Saved data entries:
..............................
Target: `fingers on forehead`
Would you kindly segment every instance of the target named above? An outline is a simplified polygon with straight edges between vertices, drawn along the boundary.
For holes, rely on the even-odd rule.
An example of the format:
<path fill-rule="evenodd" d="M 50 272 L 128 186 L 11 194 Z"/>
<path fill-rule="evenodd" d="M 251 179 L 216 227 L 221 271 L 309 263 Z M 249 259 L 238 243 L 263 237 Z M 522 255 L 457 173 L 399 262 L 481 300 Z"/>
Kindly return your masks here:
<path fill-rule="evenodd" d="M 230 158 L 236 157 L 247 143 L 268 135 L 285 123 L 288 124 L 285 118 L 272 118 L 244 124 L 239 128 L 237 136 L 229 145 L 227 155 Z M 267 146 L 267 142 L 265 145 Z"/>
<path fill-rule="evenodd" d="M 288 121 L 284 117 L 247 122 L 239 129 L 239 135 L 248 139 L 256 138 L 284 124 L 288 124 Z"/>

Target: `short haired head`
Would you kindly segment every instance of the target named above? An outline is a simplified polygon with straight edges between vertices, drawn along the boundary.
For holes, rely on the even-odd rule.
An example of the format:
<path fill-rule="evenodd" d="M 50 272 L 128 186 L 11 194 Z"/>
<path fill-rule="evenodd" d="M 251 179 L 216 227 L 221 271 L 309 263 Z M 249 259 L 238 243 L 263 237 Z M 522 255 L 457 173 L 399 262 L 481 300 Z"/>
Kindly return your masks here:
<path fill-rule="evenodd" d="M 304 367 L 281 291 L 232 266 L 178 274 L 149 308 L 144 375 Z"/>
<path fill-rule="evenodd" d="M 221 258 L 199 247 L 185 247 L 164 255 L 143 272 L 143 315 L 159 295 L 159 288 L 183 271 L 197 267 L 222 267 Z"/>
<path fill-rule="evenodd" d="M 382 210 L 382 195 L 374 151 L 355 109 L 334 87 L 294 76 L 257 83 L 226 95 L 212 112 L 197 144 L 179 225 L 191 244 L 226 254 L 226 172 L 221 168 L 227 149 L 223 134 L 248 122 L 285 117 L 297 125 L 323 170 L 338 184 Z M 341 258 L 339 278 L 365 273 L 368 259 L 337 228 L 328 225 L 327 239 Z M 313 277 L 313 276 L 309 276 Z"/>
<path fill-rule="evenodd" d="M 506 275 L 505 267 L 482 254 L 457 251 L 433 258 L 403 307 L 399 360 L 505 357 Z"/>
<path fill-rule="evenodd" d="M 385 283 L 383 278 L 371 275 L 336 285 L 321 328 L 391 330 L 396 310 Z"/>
..............................
WHAT NEEDS TO BE DONE: Output the records above, each one exactly, with none left out.

THE ANSWER:
Target: `fingers on forehead`
Would you kindly segment every instance of the target named above? An outline is a simplified polygon with straight edges between vertices, drawn along the boundary.
For holes, rely on the even-odd rule.
An example of the format:
<path fill-rule="evenodd" d="M 50 272 L 128 186 L 11 194 Z"/>
<path fill-rule="evenodd" d="M 251 179 L 216 227 L 221 271 L 309 263 Z M 249 259 L 238 243 L 263 237 Z M 522 255 L 457 173 L 399 262 L 481 300 Z"/>
Kindly return your masks here:
<path fill-rule="evenodd" d="M 230 158 L 236 157 L 247 143 L 268 135 L 285 123 L 288 124 L 285 118 L 272 118 L 244 124 L 239 128 L 237 136 L 229 145 L 227 155 Z M 267 146 L 267 142 L 265 145 Z"/>
<path fill-rule="evenodd" d="M 288 121 L 284 117 L 247 122 L 239 129 L 239 135 L 248 139 L 256 138 L 284 124 L 288 124 Z"/>

Target: `short haired head`
Would you kindly segment every instance of the target named above? An outline is a simplified polygon with straight edges between vertices, drawn along the boundary.
For holes, rely on the even-odd rule.
An example of the format:
<path fill-rule="evenodd" d="M 50 272 L 128 186 L 11 194 Z"/>
<path fill-rule="evenodd" d="M 251 179 L 216 227 L 221 271 L 309 263 Z M 249 259 L 238 243 L 263 237 Z M 522 255 L 457 173 L 399 262 L 481 300 Z"/>
Kindly return your masks here:
<path fill-rule="evenodd" d="M 304 367 L 281 291 L 232 266 L 178 274 L 149 308 L 144 375 Z"/>
<path fill-rule="evenodd" d="M 221 258 L 199 247 L 185 247 L 164 255 L 143 272 L 143 315 L 159 295 L 159 288 L 183 271 L 197 267 L 222 267 Z"/>
<path fill-rule="evenodd" d="M 382 210 L 382 195 L 374 151 L 355 109 L 334 87 L 294 76 L 257 83 L 226 95 L 212 112 L 197 144 L 179 225 L 191 244 L 226 254 L 226 172 L 221 168 L 227 149 L 223 134 L 248 122 L 285 117 L 297 125 L 323 170 L 338 184 Z M 341 258 L 339 278 L 365 273 L 368 259 L 337 228 L 328 225 L 327 239 Z M 313 277 L 313 276 L 309 276 Z"/>
<path fill-rule="evenodd" d="M 506 275 L 505 267 L 482 254 L 457 251 L 433 258 L 403 307 L 399 360 L 505 357 Z"/>
<path fill-rule="evenodd" d="M 385 283 L 383 278 L 371 275 L 336 285 L 321 328 L 391 330 L 396 310 Z"/>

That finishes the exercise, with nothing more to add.